**GIVEN PASSAGE**
^^^^^^^^^^^^^^^^

10 great reasons to visit Vannes, Brittany, France

On our recent trip to in France, after moving on from Carnac, we also spent some time in Vannes, exploring the quaint Medieval streets and magnificent buildings of this historic walled town. Situated in Morbihan, on the southern coast of Brittany, Vannes offers interesting contrasts of old and new. Built on the foundations of a fortified Roman town, here you’ll find old wood-beamed houses and walled ramparts intertwined with the boutique stores and street performers. Here we give you 10 great reasons to visit.

The architecture

The long history of Vannes is reflected in its medieval lanes and architecture, whether it be the beautiful 13th century ramparts, the historic timber-framed houses or the Saint-Pierre cathedral built between the 13th and 18th centuries.

The variety of architecture is one of the most striking features of the town, and there are numerous contrasts between old and new buildings alongside each other.

One of the most impressive edifices in the town is Hôtel de Ville de Vannes, located on Place Maurice Marchais and modelled on Hôtel de Ville in Paris. This grand Italian Renaissance style town hall was built in the 1880s and registered as a historic monument in 1992.

The cathedral

The magnificent Cathédrale de St Pierre, with its beautiful facade, is an interesting mix of architectural styles. Originally constructed in 1020, but with a Gothic church later constructed on the same site from the 15th to 19th centuries, this Roman Catholic basilica is the seat of the Bishop of Vannes. It is free to enter and you can explore and admire the various chapels and beautiful examples of stained glass windows.

The aquarium and butterfly house

If the weather is not in your favour, a great way to while away a few hours is to visit Vannes Aquarium and the Jardin aux Papillons (Butterfly House).

The aquarium is not vast (unlike the one at Brest) but still worth a visit, housing a wide variety of species from sharks and manta rays to sea turtles and sea horses, and a whole lot more besides.

Heads to the hands-on section and staff will introduce you and your children to a variety of sea creatures that can be touched.

The butterfly house is right next to the aquarium so easy to call upon at the same time. It’s only very small and can be visited as part of a deal with the aquarium. Learn about the butterfly’s life cycle and expect to see a wide variety of species, including some quite large specimens.

The museums

Take a moment to visit the museums in Vannes; explore Château Gaillard, a 15th-century mansion house and museum of archaeology filled with medieval exhibits from the town, and La Cohue, a 13th-century covered market (and once the home of the Breton Parliament in the late 17th century), and now a museum of fine arts.

The harbour

10 years ago, the harbour area at Vannes enjoyed significant investment and each flank of the harbour has attractive promenades along which you can walk. The town’s tourist office can be found along the right bank as you look from the town, alongside a culture and entertainment pavilion.

^^^^^^^^^^^^^^^^

Rows from a dataset
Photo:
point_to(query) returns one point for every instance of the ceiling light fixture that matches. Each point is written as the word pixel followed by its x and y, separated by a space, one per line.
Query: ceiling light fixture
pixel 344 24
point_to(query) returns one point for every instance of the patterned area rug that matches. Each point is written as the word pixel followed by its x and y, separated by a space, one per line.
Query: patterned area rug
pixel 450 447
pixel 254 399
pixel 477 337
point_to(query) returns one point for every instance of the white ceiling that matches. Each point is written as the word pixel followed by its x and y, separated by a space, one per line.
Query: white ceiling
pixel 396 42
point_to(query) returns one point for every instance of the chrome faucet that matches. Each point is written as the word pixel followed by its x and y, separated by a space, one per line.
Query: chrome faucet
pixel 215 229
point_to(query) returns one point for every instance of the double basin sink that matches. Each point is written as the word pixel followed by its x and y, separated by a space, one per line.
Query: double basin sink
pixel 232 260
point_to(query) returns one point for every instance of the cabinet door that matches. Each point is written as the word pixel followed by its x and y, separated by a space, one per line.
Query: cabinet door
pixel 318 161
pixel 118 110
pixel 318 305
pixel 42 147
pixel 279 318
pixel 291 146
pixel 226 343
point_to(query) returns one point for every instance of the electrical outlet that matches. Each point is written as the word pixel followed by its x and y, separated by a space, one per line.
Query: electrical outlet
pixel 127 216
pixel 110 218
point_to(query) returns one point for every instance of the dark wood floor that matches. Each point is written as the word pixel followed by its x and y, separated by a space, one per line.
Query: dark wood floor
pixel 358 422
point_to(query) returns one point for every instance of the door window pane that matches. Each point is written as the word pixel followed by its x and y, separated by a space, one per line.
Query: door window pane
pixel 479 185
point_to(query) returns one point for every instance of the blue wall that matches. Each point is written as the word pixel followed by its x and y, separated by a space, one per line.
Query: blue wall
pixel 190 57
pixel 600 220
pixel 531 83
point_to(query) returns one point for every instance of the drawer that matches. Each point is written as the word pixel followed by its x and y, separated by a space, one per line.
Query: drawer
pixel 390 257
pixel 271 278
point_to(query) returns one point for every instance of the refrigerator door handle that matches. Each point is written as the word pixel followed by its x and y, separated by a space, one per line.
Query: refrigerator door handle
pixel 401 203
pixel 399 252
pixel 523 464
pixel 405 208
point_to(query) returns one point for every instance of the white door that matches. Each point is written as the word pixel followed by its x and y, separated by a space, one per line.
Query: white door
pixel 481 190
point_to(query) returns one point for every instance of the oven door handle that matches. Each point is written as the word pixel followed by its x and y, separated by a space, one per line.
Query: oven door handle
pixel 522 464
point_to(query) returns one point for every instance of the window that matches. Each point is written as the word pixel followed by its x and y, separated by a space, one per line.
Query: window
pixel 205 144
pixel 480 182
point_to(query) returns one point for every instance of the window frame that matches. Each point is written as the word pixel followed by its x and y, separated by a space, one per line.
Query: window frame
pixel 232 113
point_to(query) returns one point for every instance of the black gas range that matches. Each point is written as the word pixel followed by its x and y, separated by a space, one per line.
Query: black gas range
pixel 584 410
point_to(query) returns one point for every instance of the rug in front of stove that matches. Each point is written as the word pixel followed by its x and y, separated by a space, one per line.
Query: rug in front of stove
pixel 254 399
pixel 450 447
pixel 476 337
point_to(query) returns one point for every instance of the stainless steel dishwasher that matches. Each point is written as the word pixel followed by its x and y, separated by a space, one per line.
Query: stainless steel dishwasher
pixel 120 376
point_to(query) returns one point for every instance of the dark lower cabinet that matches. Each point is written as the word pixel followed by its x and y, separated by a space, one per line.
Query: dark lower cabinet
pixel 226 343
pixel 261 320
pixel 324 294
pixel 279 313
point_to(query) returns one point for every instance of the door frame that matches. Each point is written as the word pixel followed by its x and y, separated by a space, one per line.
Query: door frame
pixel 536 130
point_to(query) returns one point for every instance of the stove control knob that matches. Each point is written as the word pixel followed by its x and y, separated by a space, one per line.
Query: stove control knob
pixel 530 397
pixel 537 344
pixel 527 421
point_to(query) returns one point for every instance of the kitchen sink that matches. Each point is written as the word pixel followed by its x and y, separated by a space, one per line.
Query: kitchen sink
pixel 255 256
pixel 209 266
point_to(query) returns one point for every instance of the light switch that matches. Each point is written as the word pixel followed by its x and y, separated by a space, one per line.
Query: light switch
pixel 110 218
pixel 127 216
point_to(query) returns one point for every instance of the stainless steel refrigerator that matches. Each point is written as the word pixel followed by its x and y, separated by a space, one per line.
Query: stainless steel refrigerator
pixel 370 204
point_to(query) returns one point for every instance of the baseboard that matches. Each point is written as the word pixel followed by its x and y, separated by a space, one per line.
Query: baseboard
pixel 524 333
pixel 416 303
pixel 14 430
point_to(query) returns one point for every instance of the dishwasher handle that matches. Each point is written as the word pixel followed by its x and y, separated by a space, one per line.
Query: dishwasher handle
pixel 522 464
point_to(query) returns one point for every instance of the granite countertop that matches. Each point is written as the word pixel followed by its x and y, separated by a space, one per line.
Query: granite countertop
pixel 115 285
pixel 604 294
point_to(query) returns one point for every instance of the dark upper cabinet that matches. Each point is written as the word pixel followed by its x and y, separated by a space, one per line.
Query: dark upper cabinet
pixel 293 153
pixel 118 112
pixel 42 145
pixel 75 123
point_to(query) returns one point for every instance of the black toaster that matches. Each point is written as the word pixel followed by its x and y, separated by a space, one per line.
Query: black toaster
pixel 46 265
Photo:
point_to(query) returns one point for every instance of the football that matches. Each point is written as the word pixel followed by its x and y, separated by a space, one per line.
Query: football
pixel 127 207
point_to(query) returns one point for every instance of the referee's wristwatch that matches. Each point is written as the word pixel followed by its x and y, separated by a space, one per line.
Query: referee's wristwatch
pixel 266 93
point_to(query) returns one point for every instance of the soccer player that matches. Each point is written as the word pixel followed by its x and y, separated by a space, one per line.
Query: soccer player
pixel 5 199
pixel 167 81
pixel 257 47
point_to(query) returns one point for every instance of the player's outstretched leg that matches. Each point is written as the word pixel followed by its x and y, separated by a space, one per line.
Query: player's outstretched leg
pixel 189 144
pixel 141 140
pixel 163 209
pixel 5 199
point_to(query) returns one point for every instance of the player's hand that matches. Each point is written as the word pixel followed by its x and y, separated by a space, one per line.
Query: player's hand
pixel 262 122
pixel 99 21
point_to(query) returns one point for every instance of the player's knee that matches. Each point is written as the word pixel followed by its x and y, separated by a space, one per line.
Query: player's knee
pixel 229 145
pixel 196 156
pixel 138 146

^^^^^^^^^^^^^^^^

**REQUIREMENTS**
Could you carry on the Vannes travel piece from where it stops?

**TASK OUTPUT**
There are many bars and restaurants around this area, so it is easy to soak up the atmosphere with a harbour-side drink or lunch.

If you are feeling particularly energetic, keep walking and you’ll eventually (after several kilometres) reach the popular port and peninsula at Conleau which is also worth visiting.

The food

There are a number of great places to eat close to the fish market and harbour area of the town. La Table de Jeanne is popular with both locals and visitors alike. Also look up Le Roscanvec on rue des Halles in the heart of the old town.

Vannes is in fact home to several Michelin-star restaurants. Among them is Le Pressoir, on the northern outskirts of the town. Click here to read more about our wonderful lunch experience there.

Shopping

Vannes has a wide range of boutique shops with the main shopping areas being within easy reach of the centre of the old town. One top tip is to take the road train as this will give you a good overview of what’s available. You’ll also find everything from fashion boutiques to gift shops.

If you have kids in tow, give them time to browse Bilboquet which is a great little, traditional toy shop.

The market

There is a regular market in Vannes on Wednesday and Saturday mornings. Expect the town to be bustling as the market tends to very popular. It takes place in Place des Lices which once upon a time hosted jousting tournaments. You’ll find stalls selling everything from food items to fidget spinners.

The fish market

The fish market in Vannes takes place in the aptly named Place de la Poissonnerie, situated just between the town centre and the harbour and is also well worth a visit. Arrive early to get the best of the day’s catch. The market tends to start closing down by early afternoon.

Street art

I’m not generally a fan of graffiti, invariably finding it an eyesore and blot on the urban landscape. Street art, on the other hand – and I appreciate the distinction between graffiti and street art is not always clear – often intrigues me. And, when done well, it can make the most uninspiring parts of a town or city much more interesting.

These underpasses in Vannes were good examples, but numerous other pieces of street art could be found around the town.

Perhaps the most famous piece of artwork in the town is a colourful bird on the side of Jules Simon college that overlooks the Boulevard de la Paix. It was completed earlier this year by Brazilian street artist Luis Seven Martins, aka L7M, after being chosen by students at the college.

Disclosure: Our trip was sponsored by Brittany Ferries and Brittany Tourism.

Comments (1)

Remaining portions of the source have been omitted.